Work to do
Convert the lines from the beginning of the records through the line containing "[[0, 557, 402, 600]]", inclusive, into a JSON list of strings with one string per line. Omit blank lines.

──────── Source material

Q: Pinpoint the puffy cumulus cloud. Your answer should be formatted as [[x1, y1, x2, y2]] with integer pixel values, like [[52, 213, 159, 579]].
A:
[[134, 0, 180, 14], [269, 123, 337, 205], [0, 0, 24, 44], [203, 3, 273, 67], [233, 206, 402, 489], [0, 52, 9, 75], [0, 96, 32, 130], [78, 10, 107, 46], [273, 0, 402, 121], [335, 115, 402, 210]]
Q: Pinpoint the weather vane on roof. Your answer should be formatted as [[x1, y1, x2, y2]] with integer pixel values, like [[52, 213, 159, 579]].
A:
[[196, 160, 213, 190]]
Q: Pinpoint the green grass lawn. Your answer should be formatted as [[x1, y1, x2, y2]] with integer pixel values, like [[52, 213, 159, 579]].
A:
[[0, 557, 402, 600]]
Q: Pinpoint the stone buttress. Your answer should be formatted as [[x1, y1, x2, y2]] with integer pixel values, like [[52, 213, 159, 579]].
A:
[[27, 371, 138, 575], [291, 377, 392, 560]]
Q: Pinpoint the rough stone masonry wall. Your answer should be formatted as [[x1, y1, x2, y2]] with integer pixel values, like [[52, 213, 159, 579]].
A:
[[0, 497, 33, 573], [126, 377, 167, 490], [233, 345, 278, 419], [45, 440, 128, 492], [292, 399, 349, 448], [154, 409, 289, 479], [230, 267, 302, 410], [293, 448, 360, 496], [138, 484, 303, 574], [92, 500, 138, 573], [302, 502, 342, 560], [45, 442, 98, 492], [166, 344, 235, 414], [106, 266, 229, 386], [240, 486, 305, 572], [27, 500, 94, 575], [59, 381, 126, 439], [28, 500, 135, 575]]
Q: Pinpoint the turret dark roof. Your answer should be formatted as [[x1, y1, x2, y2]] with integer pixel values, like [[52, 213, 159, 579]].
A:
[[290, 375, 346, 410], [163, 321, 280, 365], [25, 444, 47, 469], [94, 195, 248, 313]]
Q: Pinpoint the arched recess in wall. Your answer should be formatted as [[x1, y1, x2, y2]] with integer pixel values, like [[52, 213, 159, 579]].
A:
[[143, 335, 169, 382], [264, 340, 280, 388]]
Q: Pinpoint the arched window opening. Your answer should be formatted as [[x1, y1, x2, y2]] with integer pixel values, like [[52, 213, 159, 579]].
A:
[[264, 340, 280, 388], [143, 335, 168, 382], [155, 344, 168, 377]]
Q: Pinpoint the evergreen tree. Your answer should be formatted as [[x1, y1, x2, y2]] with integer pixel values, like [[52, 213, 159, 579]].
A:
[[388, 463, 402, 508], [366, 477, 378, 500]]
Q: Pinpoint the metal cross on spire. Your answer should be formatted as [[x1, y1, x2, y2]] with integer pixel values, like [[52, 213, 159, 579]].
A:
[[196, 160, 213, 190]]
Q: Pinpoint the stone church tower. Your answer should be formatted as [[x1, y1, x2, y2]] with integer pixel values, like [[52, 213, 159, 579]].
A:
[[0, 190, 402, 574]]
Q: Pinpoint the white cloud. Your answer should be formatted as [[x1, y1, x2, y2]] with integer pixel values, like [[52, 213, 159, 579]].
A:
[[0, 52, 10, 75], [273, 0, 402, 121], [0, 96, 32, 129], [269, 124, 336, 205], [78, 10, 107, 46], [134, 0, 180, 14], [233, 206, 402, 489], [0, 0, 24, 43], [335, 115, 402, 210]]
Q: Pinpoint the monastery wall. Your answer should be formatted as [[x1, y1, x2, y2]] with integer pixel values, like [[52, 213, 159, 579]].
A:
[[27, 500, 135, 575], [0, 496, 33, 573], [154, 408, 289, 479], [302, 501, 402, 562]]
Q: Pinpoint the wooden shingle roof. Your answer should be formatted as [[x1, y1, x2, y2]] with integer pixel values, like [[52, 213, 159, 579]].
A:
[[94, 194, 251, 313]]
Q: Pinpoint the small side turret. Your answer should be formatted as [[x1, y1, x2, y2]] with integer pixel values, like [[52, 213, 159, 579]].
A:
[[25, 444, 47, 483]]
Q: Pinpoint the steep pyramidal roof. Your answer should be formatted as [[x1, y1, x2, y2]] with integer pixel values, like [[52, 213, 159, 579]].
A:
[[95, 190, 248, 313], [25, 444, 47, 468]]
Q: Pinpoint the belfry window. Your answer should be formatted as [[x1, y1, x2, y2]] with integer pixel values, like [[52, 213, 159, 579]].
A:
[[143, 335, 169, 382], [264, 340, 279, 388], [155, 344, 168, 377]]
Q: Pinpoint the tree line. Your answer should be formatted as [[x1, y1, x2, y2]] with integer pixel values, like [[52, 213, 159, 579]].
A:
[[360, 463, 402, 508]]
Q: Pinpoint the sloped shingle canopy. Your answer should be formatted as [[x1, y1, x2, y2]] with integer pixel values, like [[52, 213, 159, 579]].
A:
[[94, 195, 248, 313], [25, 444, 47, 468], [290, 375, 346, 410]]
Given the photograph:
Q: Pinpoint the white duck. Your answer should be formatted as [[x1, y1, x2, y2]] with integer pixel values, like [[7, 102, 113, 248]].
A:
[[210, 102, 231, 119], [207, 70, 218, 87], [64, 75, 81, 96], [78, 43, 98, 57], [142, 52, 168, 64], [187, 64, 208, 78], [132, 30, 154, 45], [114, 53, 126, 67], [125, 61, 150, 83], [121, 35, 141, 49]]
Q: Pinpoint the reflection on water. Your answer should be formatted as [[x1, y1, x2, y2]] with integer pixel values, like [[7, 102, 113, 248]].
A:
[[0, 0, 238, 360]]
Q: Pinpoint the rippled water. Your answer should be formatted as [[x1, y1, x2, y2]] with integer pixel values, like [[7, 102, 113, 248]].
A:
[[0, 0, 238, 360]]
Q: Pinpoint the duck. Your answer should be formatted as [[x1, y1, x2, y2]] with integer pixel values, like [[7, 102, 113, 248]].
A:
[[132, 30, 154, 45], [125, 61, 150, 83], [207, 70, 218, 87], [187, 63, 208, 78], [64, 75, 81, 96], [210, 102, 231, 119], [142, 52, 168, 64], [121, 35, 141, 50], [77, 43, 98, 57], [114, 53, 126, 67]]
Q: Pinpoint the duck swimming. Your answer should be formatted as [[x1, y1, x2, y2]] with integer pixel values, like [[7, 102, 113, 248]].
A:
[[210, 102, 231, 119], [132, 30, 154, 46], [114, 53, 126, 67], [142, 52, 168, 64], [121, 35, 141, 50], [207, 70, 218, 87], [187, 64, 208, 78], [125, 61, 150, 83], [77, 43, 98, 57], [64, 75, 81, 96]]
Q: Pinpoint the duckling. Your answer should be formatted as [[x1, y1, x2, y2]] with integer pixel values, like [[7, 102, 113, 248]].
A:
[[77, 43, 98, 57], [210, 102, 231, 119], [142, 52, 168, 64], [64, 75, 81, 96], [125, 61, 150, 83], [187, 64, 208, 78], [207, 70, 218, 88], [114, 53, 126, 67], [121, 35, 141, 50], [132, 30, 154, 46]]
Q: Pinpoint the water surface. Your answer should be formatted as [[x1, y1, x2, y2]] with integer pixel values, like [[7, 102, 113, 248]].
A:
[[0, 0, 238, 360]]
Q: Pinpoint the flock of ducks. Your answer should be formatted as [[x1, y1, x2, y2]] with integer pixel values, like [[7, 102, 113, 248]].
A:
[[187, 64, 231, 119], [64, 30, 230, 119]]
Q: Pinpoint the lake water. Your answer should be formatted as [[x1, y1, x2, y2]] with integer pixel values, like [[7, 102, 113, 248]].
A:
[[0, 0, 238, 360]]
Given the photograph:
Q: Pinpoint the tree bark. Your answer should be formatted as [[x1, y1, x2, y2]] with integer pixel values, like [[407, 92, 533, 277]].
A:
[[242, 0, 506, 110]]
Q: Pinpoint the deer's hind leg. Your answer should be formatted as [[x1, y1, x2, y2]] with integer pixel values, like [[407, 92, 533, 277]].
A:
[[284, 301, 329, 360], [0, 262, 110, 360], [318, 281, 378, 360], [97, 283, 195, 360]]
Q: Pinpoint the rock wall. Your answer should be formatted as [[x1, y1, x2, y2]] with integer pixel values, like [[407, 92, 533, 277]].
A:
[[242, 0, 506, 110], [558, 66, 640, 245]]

────────────────

Written response
[
  "Q: Pinpoint the puffy cumulus cloud. Your answer should be formatted as [[x1, y1, x2, y2]] with integer pixel values, like [[52, 213, 159, 579]].",
  "A:",
  "[[134, 0, 180, 14], [269, 123, 337, 205], [0, 0, 24, 44], [203, 3, 273, 67], [233, 206, 402, 489], [0, 52, 9, 75], [0, 96, 32, 130], [78, 10, 107, 46], [273, 0, 402, 121], [335, 115, 402, 210]]",
  "Q: Pinpoint the weather vane on roof. Your answer should be formatted as [[x1, y1, x2, y2]] with integer pixel values, like [[52, 213, 159, 579]].",
  "A:",
  "[[196, 160, 213, 190]]",
  "Q: Pinpoint the green grass lawn. Your answer should be formatted as [[x1, y1, x2, y2]] with integer pixel values, like [[52, 213, 159, 579]].",
  "A:",
  "[[0, 557, 402, 600]]"
]